## [Selected excerpt]
On my birthday in quarantine, amid all that makes me happy, I am grieving for my country, and I am deeply worried for the church.
I cannot possibly unpack it all in one blog post or one podcast episode.
The depth and complexity of all that troubles me could fill a book, which is why it is so hard to present you with a “cliff notes” version.
The Quarantine Reveals What’s Coming

I see things coming on the horizon; I have for a while.
As a former missionary kid who grew up in Europe in the 90’s, who broke bread with survivors of Nazism and escapees of Communism and Islamic oppression, and listened to the book of Revelation as a bedtime story (not my choice), it isn’t surprising that I have long dreaded ever living through dark days of history myself.
Those 8 years helped form the principles I cling to, along with my faith in the voracity of the Word of God.
I have seen and heard enough of the hard, the uncomfortable and the inconvenient to know that my opinions will never be infallible.
The 2016 U.S. election gave me the courage to look at the flaws of the ideological right instead of exclusively the left; although those are still glaringly obvious.
And so with a humble degree of wisdom, I understand what King Solomon meant when he wrote:
“For with much wisdom comes much sorrow; the more knowledge, the more grief.”
Ecclesiastes 1:18
There are threats facing the remnant of free nations that goes beyond the coronavirus we speak of incessantly. There are dangers facing the church in North America that most believers understand in theory, but fewer recognize in practice.
Two separate issues that are intricately entwined to the same problem; one worldview that seeks to exalt itself above God.
The unsaved world doesn’t recognize it as a threat; a faction of the church has so compromised their beliefs that they don’t either.
I listen to the proceedings in the House of Commons, as well as the long succession of press conferences. I scan through a myriad of self-righteous tweets; my hope plummets further in the comment threads.
Identify Your Principles, then Never Let Go
It took me over 30 years to learn this, but these days I listen more, and talk less.
I try to feel for the proverbial pulse of Canadian society, as well as the modern day church. And I worry.
I celebrate the freedom of thought and speech more than my own birthday. Therefore, I believe that a difference of opinion is not only permissible, it is essential.
And yet, deep within me, I fear that there are more who have no sense of what is coming than those who do.

## [Information shown]
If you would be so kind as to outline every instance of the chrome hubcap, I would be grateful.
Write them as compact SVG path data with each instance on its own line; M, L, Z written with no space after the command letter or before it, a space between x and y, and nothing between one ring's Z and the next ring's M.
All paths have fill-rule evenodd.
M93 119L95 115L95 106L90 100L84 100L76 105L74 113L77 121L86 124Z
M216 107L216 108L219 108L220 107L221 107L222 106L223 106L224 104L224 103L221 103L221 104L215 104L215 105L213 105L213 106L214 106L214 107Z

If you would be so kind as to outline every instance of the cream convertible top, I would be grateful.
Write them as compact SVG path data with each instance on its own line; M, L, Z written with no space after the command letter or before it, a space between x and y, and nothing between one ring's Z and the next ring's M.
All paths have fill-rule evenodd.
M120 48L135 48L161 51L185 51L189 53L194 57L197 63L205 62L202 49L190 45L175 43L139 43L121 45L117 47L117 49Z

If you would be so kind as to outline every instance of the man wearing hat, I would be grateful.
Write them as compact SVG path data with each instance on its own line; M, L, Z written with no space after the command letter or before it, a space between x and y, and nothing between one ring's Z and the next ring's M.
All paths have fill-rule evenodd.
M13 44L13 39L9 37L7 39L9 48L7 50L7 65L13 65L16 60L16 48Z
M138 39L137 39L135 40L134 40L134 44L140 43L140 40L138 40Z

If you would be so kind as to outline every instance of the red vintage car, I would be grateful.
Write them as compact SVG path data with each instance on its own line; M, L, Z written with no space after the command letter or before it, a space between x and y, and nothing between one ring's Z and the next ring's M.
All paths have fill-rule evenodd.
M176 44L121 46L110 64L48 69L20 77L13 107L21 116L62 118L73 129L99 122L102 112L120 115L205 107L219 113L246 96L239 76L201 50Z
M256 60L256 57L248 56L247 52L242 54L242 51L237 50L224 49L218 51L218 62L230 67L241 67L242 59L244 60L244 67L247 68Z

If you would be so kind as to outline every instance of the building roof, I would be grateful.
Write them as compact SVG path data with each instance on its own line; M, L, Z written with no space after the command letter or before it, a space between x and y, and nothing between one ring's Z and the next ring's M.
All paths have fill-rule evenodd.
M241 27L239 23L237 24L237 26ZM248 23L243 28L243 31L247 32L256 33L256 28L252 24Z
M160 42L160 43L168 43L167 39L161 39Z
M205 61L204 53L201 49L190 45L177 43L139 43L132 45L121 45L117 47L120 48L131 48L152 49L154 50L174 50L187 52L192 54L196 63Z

## [What you will do]
[1] Say whether each statement agrees with the blog post about grieving on a quarantine birthday. For each, answer yes or no and quote the words of the post that decide it.
(a) The writer grew up in Europe as a missionary kid.
(b) The writer claims their opinions are always right.
(c) The writer thinks differences of opinion should be avoided.
[2] Sum up the blog post about grieving on a quarantine birthday in two sentences.
[3] Carry on the blog post about grieving on a quarantine birthday from the point where it stops.

## [Results of the tasks]
[1]
(a) Yes: "As a former missionary kid who grew up in Europe in the 90’s"
(b) No: "my opinions will never be infallible"
(c) No: "a difference of opinion is not only permissible, it is essential"

[2] On a birthday spent in quarantine, the writer grieves for their country and worries about the church, seeing threats beyond the coronavirus that come from one worldview seeking to exalt itself above God. Shaped by years in Europe and prizing free speech and differing opinions, the writer fears that more people have no sense of what is coming than those who do.

[3]
How do I end this post in a way that leaves you with hope, instead of being a Debbie Downer?
This isn’t going to be the day that I attempt to talk about socialism, or the consequences of leftist ideologues in power. Neither is this the day that I launch my series on trusting God at His Word in the context of 21st century identity politics.
So instead, I will leave you with an optional assignment.
4 years ago, I heeded the warning of a man I consider to be a mentor in this field; though he is unaware of my existence. He presented a challenge to all of those who would heed his words.
This changed my life in tremendous good ways. And so on my birthday in quarantine, I pass it on to you:
Identify your principles, then never let go of them.
At a critical time in history, the great leader and giant-slayer Joshua gave this mandate to the people of Israel:
And if it is evil in your eyes to serve the Lord, choose this day whom you will serve (…) But as for me and my house, we will serve the Lord.
Joshua 24:15
My Challenge to You

Take the time to accurately name your values and beliefs.
Do you trust God or not? Do you believe in the Word of God or not? Are your loyalties to the gospel or to ideas?
And should you choose to serve the Lord, do not compromise, no matter what happens.
Don’t do this unless you are ready for the commitment, because it won’t be easy in this age of polarization. But then again, standing on the right side of history never has been.
I pray for God’s blessing of peace and gift of wisdom over every reader who makes it through these difficult 1343 words.
I’m not the only one spending my birthday in quarantine. So if that’s you too, I send you my most heartfelt best wishes for this next year of your life!